• TRECHO DO TEXTO
++++++++
Desfazer vínculos pode ser doloroso. Quando rompemos um dos elos da nossa rede, existem repercussões que nos atingem e atingem os outros. Assim, mesmo em situações difíceis, seremos chamados a lidar com procedimentos que tem o objetivo de amarrar essas pontas soltas, permitindo que as pessoas possam seguir suas jornadas.
O casamento, até bem pouco tempo, era tido como um dos poucos elos inquebráveis. Porém, reconheceu-se que era melhor privilegiar a liberdade das pessoas de se unirem e de se separarem quando conforme entenderem viável ou não a relação.
O casamento, embora tenha origem religiosa, hoje é assunto regulado pelo Direito. E, por mais burocráticos que aspectos relativos ao casamento e ao divórcio possam parecer, não é mera picuinha. Esses mecanismos existem para promover a estabilidade das relações – mesmo no rompimento – e proteger os interesses de pessoas envolvidas naquela unidade familiar, como é o caso quando há filhos menores.
Vou tentar traçar alguns pontos que acho úteis pra navegar pelo caminho da dissolução do casamento, sem cair em juridiquês, sendo bem preciso.
Mas primeiro, uma pergunta:
E se eu mandar o foda-se e simplesmente sumir?
++++++++
• LINHAS DE DADOS
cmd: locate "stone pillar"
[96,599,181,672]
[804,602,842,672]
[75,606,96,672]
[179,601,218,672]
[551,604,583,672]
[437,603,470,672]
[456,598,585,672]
++++++++
• TAREFA CURTA 1
Copie do texto sobre divórcio o trecho que vai de "O casamento, até" até "há filhos menores.".
• TAREFA CURTA 2
Segundo o texto sobre divórcio, qual é a origem do casamento?
A listagem não entra em nada disto.

• RESPOSTA DO EXERCÍCIO 1
O casamento, até bem pouco tempo, era tido como um dos poucos elos inquebráveis. Porém, reconheceu-se que era melhor privilegiar a liberdade das pessoas de se unirem e de se separarem quando conforme entenderem viável ou não a relação.
O casamento, embora tenha origem religiosa, hoje é assunto regulado pelo Direito. E, por mais burocráticos que aspectos relativos ao casamento e ao divórcio possam parecer, não é mera picuinha. Esses mecanismos existem para promover a estabilidade das relações – mesmo no rompimento – e proteger os interesses de pessoas envolvidas naquela unidade familiar, como é o caso quando há filhos menores.

• RESPOSTA DO EXERCÍCIO 2
O casamento tem origem religiosa.